Work instructions
1 – In the paddling safety article, which piece of safety gear is called the least expensive?
2 – For each statement, answer yes or no based on the paddling safety article, and quote the words from it that decide the answer: (a) The idea for the article came to the author at the Donner Lake Memorial Day Paddle Race. (b) The article says it is confirmed that paddlers on Lake Tahoe have been ticketed for not having a PFD. (c) According to the article, PFDs come in only one standard shape.
3 – Carry on the paddling safety article from the point where the text stops.

Source text
☆ ☆ ☆ ☆ ☆ ☆ ☆

Standup Paddling Safety for All Levels

When it comes to SUP, remember: safety first.
Heidi Wilson

Heidi Wilson

It occurred to me at the Donner Lake Memorial Day Paddle Race last weekend that it would be beneficial to write an article on some basic safety tips for Standup Paddling. Standup paddlers will embark on all types of water this summer from the San Francisco Bay to Tahoe to Stinson Beach. That’s really the beauty of SUP, you can take a board wherever you go and paddle. Here are a couple of safety tips that I follow which can be applied almost all paddling locations:

 

  1. Wear a leash: The simplest things are not always the most obvious. Wearing a leash is your lifeline to your board; getting separated from your board can lead to lots of different issues that can be avoided with a leash. Leashes are the least expensive piece of safety gear. Note: Leashes are a must in if you plan to go in the surf.
  2. Personal Floatation Device (PFD): I know it’s a hassle to wear a PFD but the fact of the matter is many places are requiring that standup paddlers wear or have a PFD on board. In fact, on Lake Tahoe there are rumors that standup paddlers have received tickets for not having a PFD. PFD’s are not really that much of a hassle to wear or have on board, they come in many shapes and sizes, so go to your local shop to find one that works best.

☆ ☆ ☆ ☆ ☆ ☆ ☆

Data extract
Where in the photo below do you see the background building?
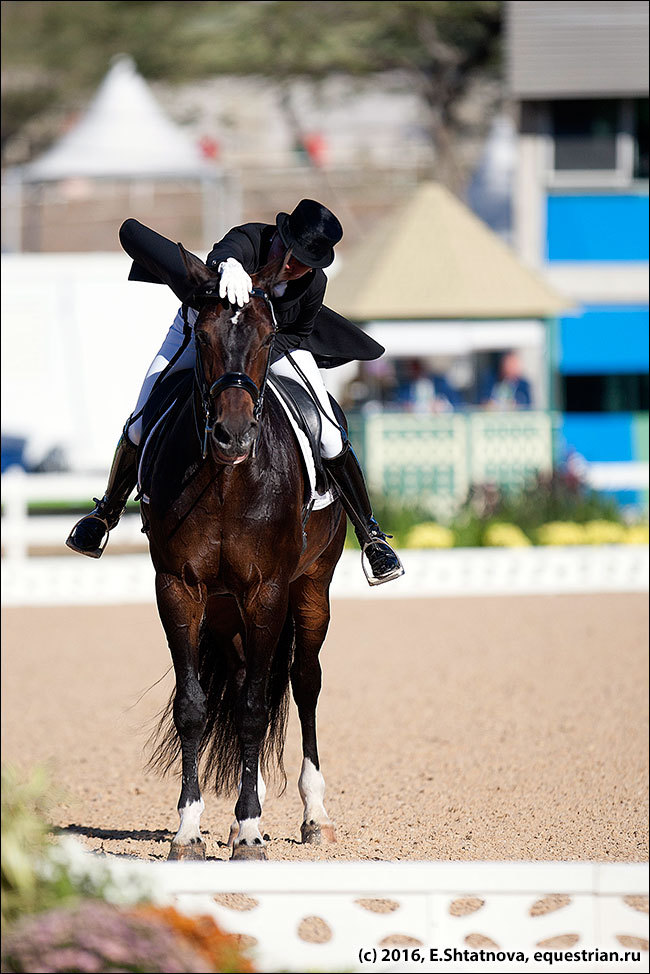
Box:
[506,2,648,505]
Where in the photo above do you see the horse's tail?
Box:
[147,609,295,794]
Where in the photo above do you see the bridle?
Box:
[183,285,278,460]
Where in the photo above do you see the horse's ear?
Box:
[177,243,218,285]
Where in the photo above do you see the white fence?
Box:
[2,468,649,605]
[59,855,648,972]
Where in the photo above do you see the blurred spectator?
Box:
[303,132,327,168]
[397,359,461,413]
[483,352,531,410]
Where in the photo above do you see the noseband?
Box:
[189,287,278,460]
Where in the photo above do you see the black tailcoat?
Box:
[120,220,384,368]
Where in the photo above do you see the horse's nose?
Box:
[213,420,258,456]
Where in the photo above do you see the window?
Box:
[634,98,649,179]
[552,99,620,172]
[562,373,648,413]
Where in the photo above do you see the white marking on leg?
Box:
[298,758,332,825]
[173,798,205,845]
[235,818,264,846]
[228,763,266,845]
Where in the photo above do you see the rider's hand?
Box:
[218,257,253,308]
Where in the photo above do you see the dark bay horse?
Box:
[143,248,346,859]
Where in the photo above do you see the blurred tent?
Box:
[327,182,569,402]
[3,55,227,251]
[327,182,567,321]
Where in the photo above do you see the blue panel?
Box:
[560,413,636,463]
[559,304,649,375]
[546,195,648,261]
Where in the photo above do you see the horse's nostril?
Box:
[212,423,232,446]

☆ ☆ ☆ ☆ ☆ ☆ ☆

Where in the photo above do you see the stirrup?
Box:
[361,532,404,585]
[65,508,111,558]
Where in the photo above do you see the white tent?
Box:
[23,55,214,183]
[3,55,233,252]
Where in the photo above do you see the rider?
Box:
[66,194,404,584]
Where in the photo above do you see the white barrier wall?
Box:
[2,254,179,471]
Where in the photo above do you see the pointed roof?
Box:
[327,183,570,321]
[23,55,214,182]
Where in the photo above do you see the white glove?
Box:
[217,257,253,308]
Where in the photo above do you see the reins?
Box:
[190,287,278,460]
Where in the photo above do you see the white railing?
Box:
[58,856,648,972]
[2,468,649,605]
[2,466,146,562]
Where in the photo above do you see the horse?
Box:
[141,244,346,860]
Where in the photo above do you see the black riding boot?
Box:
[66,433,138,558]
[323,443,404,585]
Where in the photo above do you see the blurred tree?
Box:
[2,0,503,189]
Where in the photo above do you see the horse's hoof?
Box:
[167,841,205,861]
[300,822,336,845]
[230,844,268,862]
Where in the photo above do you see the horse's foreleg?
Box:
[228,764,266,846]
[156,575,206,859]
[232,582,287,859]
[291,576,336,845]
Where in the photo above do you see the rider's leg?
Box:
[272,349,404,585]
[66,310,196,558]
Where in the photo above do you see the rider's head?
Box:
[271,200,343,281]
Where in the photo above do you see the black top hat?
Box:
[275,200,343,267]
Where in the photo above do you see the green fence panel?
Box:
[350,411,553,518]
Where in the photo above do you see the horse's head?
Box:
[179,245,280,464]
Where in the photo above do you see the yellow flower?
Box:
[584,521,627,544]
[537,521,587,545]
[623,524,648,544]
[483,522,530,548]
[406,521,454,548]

☆ ☆ ☆ ☆ ☆ ☆ ☆

Final answers
1 – Leashes are the least expensive piece of safety gear.

2 –
(a) Yes: "It occurred to me at the Donner Lake Memorial Day Paddle Race last weekend that it would be beneficial to write an article on some basic safety tips for Standup Paddling."
(b) No: "there are rumors that standup paddlers have received tickets for not having a PFD."
(c) No: "they come in many shapes and sizes"

3 –
  3. Get acquainted with your paddling location: One thing I see time and time again when I am on the water is paddlers who do not pay attention to what the wind and tide are doing.  Before they know it they have been blown downwind and are struggling to get back to their destination. Before you hit the water, get an understanding of what the tide is doing (if it’s tidal) and determine the prevailing winds for that location you are paddling from. Ask other paddlers or the rental shop you are renting from about wind, tide and if there are any restricted paddling areas (such as a channel with boat traffic).
  4. Paddle with a buddy: As much as I paddle, I frequently paddle alone. Before I go out I let someone know what time I hit the water, where I am paddling from and about how long I will be out. It’s easy these days to shoot a text to your wife or friend just letting them know what you are doing. Of course it’s easier, safer and more social to paddle with a buddy or a group.

Hopefully these safety tips will enrich your paddling experience wherever you go this summer. Have fun out there and stay safe.

Paddle On.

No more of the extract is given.